* DIRECTIONS
Type out every line of the data again, exactly.

◆ ◆ ◆ ◆

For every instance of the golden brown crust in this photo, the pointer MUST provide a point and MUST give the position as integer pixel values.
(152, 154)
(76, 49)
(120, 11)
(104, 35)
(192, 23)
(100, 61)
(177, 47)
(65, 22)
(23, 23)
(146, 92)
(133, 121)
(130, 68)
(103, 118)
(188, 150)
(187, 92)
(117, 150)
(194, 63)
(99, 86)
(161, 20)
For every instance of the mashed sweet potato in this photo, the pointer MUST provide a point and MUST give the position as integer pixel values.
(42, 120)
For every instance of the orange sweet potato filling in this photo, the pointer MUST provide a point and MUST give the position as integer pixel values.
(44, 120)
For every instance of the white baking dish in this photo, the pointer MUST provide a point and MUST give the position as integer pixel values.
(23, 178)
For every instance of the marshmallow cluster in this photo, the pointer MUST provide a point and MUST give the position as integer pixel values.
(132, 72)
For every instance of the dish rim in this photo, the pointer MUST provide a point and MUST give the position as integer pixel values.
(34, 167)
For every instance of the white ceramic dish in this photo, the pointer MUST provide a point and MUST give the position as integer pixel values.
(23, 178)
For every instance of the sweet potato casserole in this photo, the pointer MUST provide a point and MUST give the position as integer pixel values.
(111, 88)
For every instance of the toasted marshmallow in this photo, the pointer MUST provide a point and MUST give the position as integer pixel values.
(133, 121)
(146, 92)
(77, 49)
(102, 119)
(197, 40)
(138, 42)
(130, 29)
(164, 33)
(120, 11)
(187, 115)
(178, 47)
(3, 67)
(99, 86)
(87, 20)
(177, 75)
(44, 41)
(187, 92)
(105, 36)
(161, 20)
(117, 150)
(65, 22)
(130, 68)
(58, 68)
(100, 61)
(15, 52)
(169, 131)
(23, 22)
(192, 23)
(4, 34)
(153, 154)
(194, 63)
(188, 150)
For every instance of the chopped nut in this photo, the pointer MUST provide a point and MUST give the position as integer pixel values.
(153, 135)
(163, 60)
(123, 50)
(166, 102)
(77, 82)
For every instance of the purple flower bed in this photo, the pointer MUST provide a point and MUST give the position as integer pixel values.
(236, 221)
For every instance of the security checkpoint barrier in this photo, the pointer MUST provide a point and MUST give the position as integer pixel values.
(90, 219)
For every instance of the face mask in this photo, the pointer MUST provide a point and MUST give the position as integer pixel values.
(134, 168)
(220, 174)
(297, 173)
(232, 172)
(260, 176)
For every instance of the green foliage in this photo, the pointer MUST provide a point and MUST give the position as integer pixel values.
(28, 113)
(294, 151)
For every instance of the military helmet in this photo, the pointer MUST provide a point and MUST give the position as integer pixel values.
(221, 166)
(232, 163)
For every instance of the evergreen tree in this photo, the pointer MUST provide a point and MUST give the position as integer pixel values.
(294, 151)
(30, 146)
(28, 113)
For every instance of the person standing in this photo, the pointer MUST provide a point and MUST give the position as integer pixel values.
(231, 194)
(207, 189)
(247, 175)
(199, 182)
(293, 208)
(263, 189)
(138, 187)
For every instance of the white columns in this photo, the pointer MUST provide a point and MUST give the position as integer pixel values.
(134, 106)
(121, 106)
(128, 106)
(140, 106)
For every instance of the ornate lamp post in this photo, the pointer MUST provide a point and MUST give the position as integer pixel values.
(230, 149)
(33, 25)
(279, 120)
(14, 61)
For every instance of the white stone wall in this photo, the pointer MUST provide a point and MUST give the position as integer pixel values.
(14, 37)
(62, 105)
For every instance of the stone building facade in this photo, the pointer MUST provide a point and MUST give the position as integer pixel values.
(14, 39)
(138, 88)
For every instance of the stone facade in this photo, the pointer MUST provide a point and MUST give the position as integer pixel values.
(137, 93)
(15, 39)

◆ ◆ ◆ ◆

* TASK ANSWER
For every instance of the golden brown crust in this photo, the pointer MUST provide a point and MUST give the position as integer pixel values.
(152, 154)
(76, 49)
(120, 11)
(104, 35)
(192, 23)
(100, 61)
(177, 47)
(65, 22)
(23, 23)
(146, 92)
(133, 121)
(130, 68)
(103, 118)
(188, 150)
(187, 92)
(117, 150)
(194, 63)
(99, 86)
(161, 20)
For every instance of the mashed sweet potato in this photo, the pointer MUST provide a point and MUST give the position as integer pixel values.
(42, 120)
For every instance of the orange sweet potato filling in this photo, the pointer MUST provide a point and MUST give the position as integer pixel values.
(44, 120)
For every instance of the white baking dish in this photo, the pointer MUST provide a point and MUST give the position as integer pixel values.
(23, 178)
For every instance of the marshmallow cluster in this photo, the pointer MUST provide a point and MUST give the position as integer pixel values.
(132, 72)
For every instance of the dish rim in this photo, the pointer MUST provide a point and MUST give the position as integer pixel values.
(34, 167)
For every instance of the white ceramic dish in this photo, the pointer MUST provide a point and MUST give the position as integer pixel values.
(23, 178)
For every instance of the sweet potato casserole in this photo, the pointer MUST provide a point and MUST give the position as integer pixel values.
(111, 88)
For every instance of the toasted marshmallow in this photo, the pointer MUST provide a point and MUST give the position as integer pixel values.
(133, 121)
(146, 92)
(77, 49)
(102, 119)
(197, 40)
(138, 42)
(130, 29)
(164, 33)
(120, 11)
(187, 115)
(178, 47)
(3, 67)
(99, 86)
(87, 20)
(177, 75)
(44, 41)
(187, 92)
(105, 36)
(161, 20)
(117, 150)
(65, 22)
(130, 68)
(58, 68)
(100, 61)
(15, 52)
(169, 131)
(23, 22)
(192, 23)
(4, 34)
(153, 154)
(194, 63)
(188, 150)
For every instance of the chopped nut in this photo, the pointer MUST provide a point and MUST give the position as integer pixel values.
(153, 135)
(163, 60)
(123, 50)
(166, 102)
(77, 82)
For every instance of the purple flower bed in this photo, the pointer MUST provide a point and MUST give the position as integer pixel values.
(236, 221)
For every instance of the security checkpoint barrier in this photo, the pointer MUST provide a point and MUST give the position as integer pixel values.
(90, 219)
For every instance of the face mask in this photo, the pointer MUST provide a point and MUST give the position as integer pixel values.
(134, 168)
(220, 174)
(297, 173)
(232, 172)
(260, 176)
For every instance of the green foliage in this photo, the pointer MUST provide a point and MUST give the position as integer pixel values.
(28, 113)
(294, 151)
For every instance of the military helmet in this photo, the pointer MUST provide a point and MUST give the position as integer pixel values.
(221, 166)
(232, 163)
For every instance of the evergreen tree in this photo, the pointer MUST provide a point and MUST give the position as integer pixel values.
(294, 151)
(30, 146)
(28, 113)
For every instance of the person standing in this photo, the pointer MUST provide a point and MUST give the position as integer pixel values.
(231, 194)
(207, 189)
(247, 175)
(199, 182)
(293, 208)
(263, 189)
(138, 187)
For every instance of the white columns in this photo, the pointer MUST provide a point and MUST give the position as integer pixel values.
(134, 106)
(121, 106)
(128, 106)
(140, 106)
For every instance of the ornate lamp post in this photo, the pointer MUST provide a point and MUST give the position as integer pixel values.
(230, 149)
(33, 25)
(279, 120)
(14, 61)
For every instance of the white stone wall in this photo, the pointer MUST provide a point and MUST give the position as integer pixel values.
(14, 37)
(62, 105)
For every instance of the stone building facade in this photo, the pointer MUST provide a point and MUST give the position as integer pixel values.
(14, 39)
(138, 88)
For every instance of the stone facade in this photo, the pointer MUST provide a point and MUST give the position as integer pixel values.
(137, 93)
(15, 39)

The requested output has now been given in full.